Rewrite the records below so that "one marker" becomes "a single marker" everywhere and nothing else changes. Leave the pictures out of your answer.

ENTRIES SHOWN —
<<<<
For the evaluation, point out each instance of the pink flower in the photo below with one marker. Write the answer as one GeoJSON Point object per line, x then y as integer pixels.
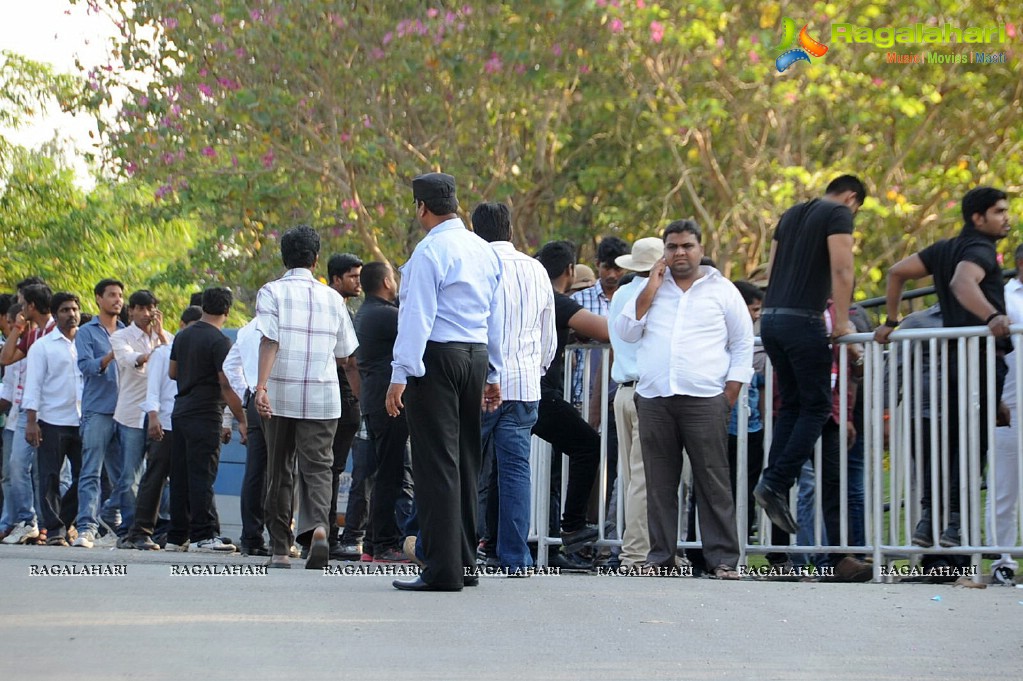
{"type": "Point", "coordinates": [493, 64]}
{"type": "Point", "coordinates": [656, 32]}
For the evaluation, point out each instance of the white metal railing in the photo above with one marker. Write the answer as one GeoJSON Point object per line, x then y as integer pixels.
{"type": "Point", "coordinates": [892, 433]}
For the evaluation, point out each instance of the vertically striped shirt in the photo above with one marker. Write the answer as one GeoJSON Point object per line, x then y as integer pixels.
{"type": "Point", "coordinates": [529, 341]}
{"type": "Point", "coordinates": [311, 326]}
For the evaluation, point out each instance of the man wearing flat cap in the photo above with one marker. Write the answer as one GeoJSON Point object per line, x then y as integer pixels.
{"type": "Point", "coordinates": [447, 362]}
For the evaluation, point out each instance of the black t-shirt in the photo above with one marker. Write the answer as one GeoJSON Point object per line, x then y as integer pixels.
{"type": "Point", "coordinates": [552, 382]}
{"type": "Point", "coordinates": [199, 352]}
{"type": "Point", "coordinates": [376, 328]}
{"type": "Point", "coordinates": [942, 258]}
{"type": "Point", "coordinates": [800, 276]}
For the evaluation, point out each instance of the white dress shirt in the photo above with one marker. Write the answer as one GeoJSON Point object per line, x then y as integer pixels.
{"type": "Point", "coordinates": [450, 292]}
{"type": "Point", "coordinates": [53, 381]}
{"type": "Point", "coordinates": [160, 388]}
{"type": "Point", "coordinates": [1014, 308]}
{"type": "Point", "coordinates": [129, 344]}
{"type": "Point", "coordinates": [241, 363]}
{"type": "Point", "coordinates": [311, 326]}
{"type": "Point", "coordinates": [528, 338]}
{"type": "Point", "coordinates": [691, 343]}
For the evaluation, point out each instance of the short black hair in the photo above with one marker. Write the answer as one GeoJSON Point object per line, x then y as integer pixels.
{"type": "Point", "coordinates": [556, 257]}
{"type": "Point", "coordinates": [372, 276]}
{"type": "Point", "coordinates": [62, 297]}
{"type": "Point", "coordinates": [680, 226]}
{"type": "Point", "coordinates": [299, 247]}
{"type": "Point", "coordinates": [979, 199]}
{"type": "Point", "coordinates": [100, 287]}
{"type": "Point", "coordinates": [442, 206]}
{"type": "Point", "coordinates": [845, 183]}
{"type": "Point", "coordinates": [142, 299]}
{"type": "Point", "coordinates": [610, 248]}
{"type": "Point", "coordinates": [340, 264]}
{"type": "Point", "coordinates": [217, 301]}
{"type": "Point", "coordinates": [191, 313]}
{"type": "Point", "coordinates": [39, 296]}
{"type": "Point", "coordinates": [492, 222]}
{"type": "Point", "coordinates": [749, 290]}
{"type": "Point", "coordinates": [29, 281]}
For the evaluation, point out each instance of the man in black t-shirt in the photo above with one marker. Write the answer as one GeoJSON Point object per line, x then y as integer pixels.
{"type": "Point", "coordinates": [810, 261]}
{"type": "Point", "coordinates": [197, 364]}
{"type": "Point", "coordinates": [558, 421]}
{"type": "Point", "coordinates": [968, 281]}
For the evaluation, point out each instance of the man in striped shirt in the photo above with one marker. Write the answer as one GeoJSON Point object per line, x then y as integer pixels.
{"type": "Point", "coordinates": [528, 347]}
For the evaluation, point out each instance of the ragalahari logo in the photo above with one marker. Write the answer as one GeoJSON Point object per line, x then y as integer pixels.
{"type": "Point", "coordinates": [807, 46]}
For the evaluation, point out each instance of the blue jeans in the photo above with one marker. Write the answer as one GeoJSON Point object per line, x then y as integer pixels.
{"type": "Point", "coordinates": [99, 450]}
{"type": "Point", "coordinates": [23, 475]}
{"type": "Point", "coordinates": [799, 352]}
{"type": "Point", "coordinates": [509, 426]}
{"type": "Point", "coordinates": [126, 486]}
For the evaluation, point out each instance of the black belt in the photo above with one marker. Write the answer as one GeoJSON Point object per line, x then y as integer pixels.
{"type": "Point", "coordinates": [793, 312]}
>>>>
SOLUTION FOR THIS EXERCISE —
For the evaluation, point out each instance of the pink flower in the photo below with a single marker. Write the answer as one GeoJSON Point object per line, x then y as integer pixels.
{"type": "Point", "coordinates": [493, 64]}
{"type": "Point", "coordinates": [656, 32]}
For the evaluation, point out each instance of the white metal railing in the photo above with a single marker. Write the answer as one GeoJSON Point object per line, x then y as integer pixels.
{"type": "Point", "coordinates": [892, 433]}
For the evaluation, point out each instance of the vertically striped shirt in the photo above with a single marker. Write the answer as one GeoJSON Point object per line, x then y as integer pixels.
{"type": "Point", "coordinates": [529, 341]}
{"type": "Point", "coordinates": [311, 326]}
For the evaluation, point out each instance of the man wearing flat cap in the photo above with a single marker. Write the answer as one GeoJSON Point object per line, x then y as integer pixels.
{"type": "Point", "coordinates": [447, 362]}
For the evaluation, point out each instance of the black t-shirt in the photo above with a single marker. Write the answer as one GeoJSON Point object per line, x then y as integer pixels.
{"type": "Point", "coordinates": [552, 382]}
{"type": "Point", "coordinates": [199, 352]}
{"type": "Point", "coordinates": [376, 328]}
{"type": "Point", "coordinates": [942, 258]}
{"type": "Point", "coordinates": [800, 276]}
For the evaluation, point out each instance of the white dress shirt in the photo above with a single marker. Write the answer as one GeoJSON Point object per line, x then y as integer pixels.
{"type": "Point", "coordinates": [450, 292]}
{"type": "Point", "coordinates": [53, 381]}
{"type": "Point", "coordinates": [160, 388]}
{"type": "Point", "coordinates": [1014, 308]}
{"type": "Point", "coordinates": [129, 344]}
{"type": "Point", "coordinates": [241, 363]}
{"type": "Point", "coordinates": [311, 326]}
{"type": "Point", "coordinates": [528, 338]}
{"type": "Point", "coordinates": [691, 343]}
For the evaluation, point out each instance of the short black hair in the photo above with a single marker. Write the answer as one GeoJSON Point object per line, x then y as integer pixels.
{"type": "Point", "coordinates": [556, 257]}
{"type": "Point", "coordinates": [372, 276]}
{"type": "Point", "coordinates": [62, 297]}
{"type": "Point", "coordinates": [680, 226]}
{"type": "Point", "coordinates": [299, 247]}
{"type": "Point", "coordinates": [979, 199]}
{"type": "Point", "coordinates": [100, 287]}
{"type": "Point", "coordinates": [442, 206]}
{"type": "Point", "coordinates": [845, 183]}
{"type": "Point", "coordinates": [142, 299]}
{"type": "Point", "coordinates": [610, 248]}
{"type": "Point", "coordinates": [340, 264]}
{"type": "Point", "coordinates": [217, 301]}
{"type": "Point", "coordinates": [191, 313]}
{"type": "Point", "coordinates": [39, 296]}
{"type": "Point", "coordinates": [492, 222]}
{"type": "Point", "coordinates": [749, 290]}
{"type": "Point", "coordinates": [29, 281]}
For the evaluation, point out each instance of the man in black t-shirt in the photo above with a single marker. Write the answer as one GeoJSON Point object per line, x then y as integer pixels.
{"type": "Point", "coordinates": [810, 261]}
{"type": "Point", "coordinates": [197, 364]}
{"type": "Point", "coordinates": [558, 421]}
{"type": "Point", "coordinates": [968, 281]}
For the evaluation, point out each instance of the man in striped shirt in the photo above with a single marker. Write the answer as one GeoJSON Point object per line, x then y as integer pixels.
{"type": "Point", "coordinates": [528, 347]}
For the evaluation, point out each instance of the ragalahari logo in the photo above with a single marker. Write the answer as one GeoJSON Point object per line, x then y as integer pixels.
{"type": "Point", "coordinates": [807, 46]}
For the evaluation, point out each instance of the blue jeans in the photo above with a single marker. Write the answer as one GeoJSON Point object per line, x then y as integer pixels.
{"type": "Point", "coordinates": [99, 450]}
{"type": "Point", "coordinates": [23, 475]}
{"type": "Point", "coordinates": [799, 352]}
{"type": "Point", "coordinates": [509, 426]}
{"type": "Point", "coordinates": [126, 486]}
For the evaluation, point out each instance of the black belt in the photo above with a single marker. Write the answer as one GeoJSON Point object per line, x then y as integer pixels.
{"type": "Point", "coordinates": [793, 312]}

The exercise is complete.